Rispondi a queste domande sul brano dedicato all'Ariete e alla mitologia.
(a) In quale stagione, come ricordava Dante, Dio decise di creare il mondo?
(b) Dove venivano posti i neonati perché ricevessero la forza dell'Ariete?
(c) Fra quali costellazioni gli egizi avrebbero collocato quella dell'Ariete?

Brano fornito ::
◆ ◆ ◆ ◆ ◆

L’Ariete e la mitologia
Il mito della creazione del mondo
Superando l’equatore celeste il Sole riprende simbolicamente il suo corso e risorge dall’oscurità e dalla morte, dall’inverno, dal regno di Ade per tornare a brillare alto nel cielo e dare inizio ad un nuovo ciclo stagionale. Dante a proposito della stagione primaverile e del Segno dell’Ariete ricordava che quando Dio decise di creare il mondo lo fece proprio in primavera:
“Temp’era dal principio del mattino, e ’l sol montava ’n su con quelle stelle ch’eran con lui quando l’amor divino mosse di prima quelle cose belle;”[1]
La forza dell’Ariete cercava di essere impressa anche ai neonati quando venivano posti in ceste di lana (vello) affinchè fossero cullati e si addormentassero. Sempre in marzo si festeggiava la resurrezione di Attis che tornava da sua Madre Cibele, allo stesso modo della resurrezione pasquale di Gesù.
L’Ariete e il Toro
Sembra che la costellazione dell’Ariete sia stata creata dagli egizi che l’hanno posta fra il Toro e quella di Pegaso, perché il corpo del Toro sembra monco a parte la testa; è come se fosse stata inserita per forza probabilmente per indicare qualche evento specifico e forte a livello naturale accaduto in quegli anni.

◆ ◆ ◆ ◆ ◆

Dati forniti ::

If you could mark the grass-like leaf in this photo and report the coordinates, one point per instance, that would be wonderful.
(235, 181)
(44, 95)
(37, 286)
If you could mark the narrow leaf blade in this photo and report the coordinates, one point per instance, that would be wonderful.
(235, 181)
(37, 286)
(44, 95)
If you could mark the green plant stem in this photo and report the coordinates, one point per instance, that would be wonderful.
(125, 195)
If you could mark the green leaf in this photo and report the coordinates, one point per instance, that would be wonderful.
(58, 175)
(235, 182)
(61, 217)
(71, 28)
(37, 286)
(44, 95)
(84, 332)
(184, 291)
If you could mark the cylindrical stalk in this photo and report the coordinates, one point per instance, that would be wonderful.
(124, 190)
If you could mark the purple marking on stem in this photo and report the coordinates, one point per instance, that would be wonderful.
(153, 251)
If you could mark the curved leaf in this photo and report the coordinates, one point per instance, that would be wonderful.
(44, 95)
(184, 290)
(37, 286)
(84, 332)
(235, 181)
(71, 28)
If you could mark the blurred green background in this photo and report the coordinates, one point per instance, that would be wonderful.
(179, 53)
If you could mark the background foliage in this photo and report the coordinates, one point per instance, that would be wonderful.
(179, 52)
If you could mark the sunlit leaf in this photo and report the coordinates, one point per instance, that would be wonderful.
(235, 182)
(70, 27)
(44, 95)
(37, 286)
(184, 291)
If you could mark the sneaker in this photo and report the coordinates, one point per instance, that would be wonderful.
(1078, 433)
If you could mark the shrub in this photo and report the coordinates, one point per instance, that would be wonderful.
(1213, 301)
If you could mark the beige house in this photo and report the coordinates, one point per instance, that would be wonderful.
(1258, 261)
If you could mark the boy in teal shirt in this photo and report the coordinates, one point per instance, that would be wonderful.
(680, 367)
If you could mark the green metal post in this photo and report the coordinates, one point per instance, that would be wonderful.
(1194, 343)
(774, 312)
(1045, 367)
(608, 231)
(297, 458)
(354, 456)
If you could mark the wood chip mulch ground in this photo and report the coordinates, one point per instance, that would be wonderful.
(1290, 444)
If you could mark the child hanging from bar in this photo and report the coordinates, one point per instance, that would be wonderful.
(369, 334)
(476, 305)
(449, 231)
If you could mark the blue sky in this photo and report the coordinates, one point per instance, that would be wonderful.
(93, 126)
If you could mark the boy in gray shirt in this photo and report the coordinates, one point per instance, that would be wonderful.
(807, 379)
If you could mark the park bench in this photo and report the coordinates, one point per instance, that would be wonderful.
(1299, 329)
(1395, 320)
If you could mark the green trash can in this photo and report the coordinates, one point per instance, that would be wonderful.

◆ ◆ ◆ ◆ ◆

Esercizio svolto ::
(a) In primavera.
(b) In ceste di lana (vello), perché fossero cullati e si addormentassero.
(c) Fra il Toro e Pegaso.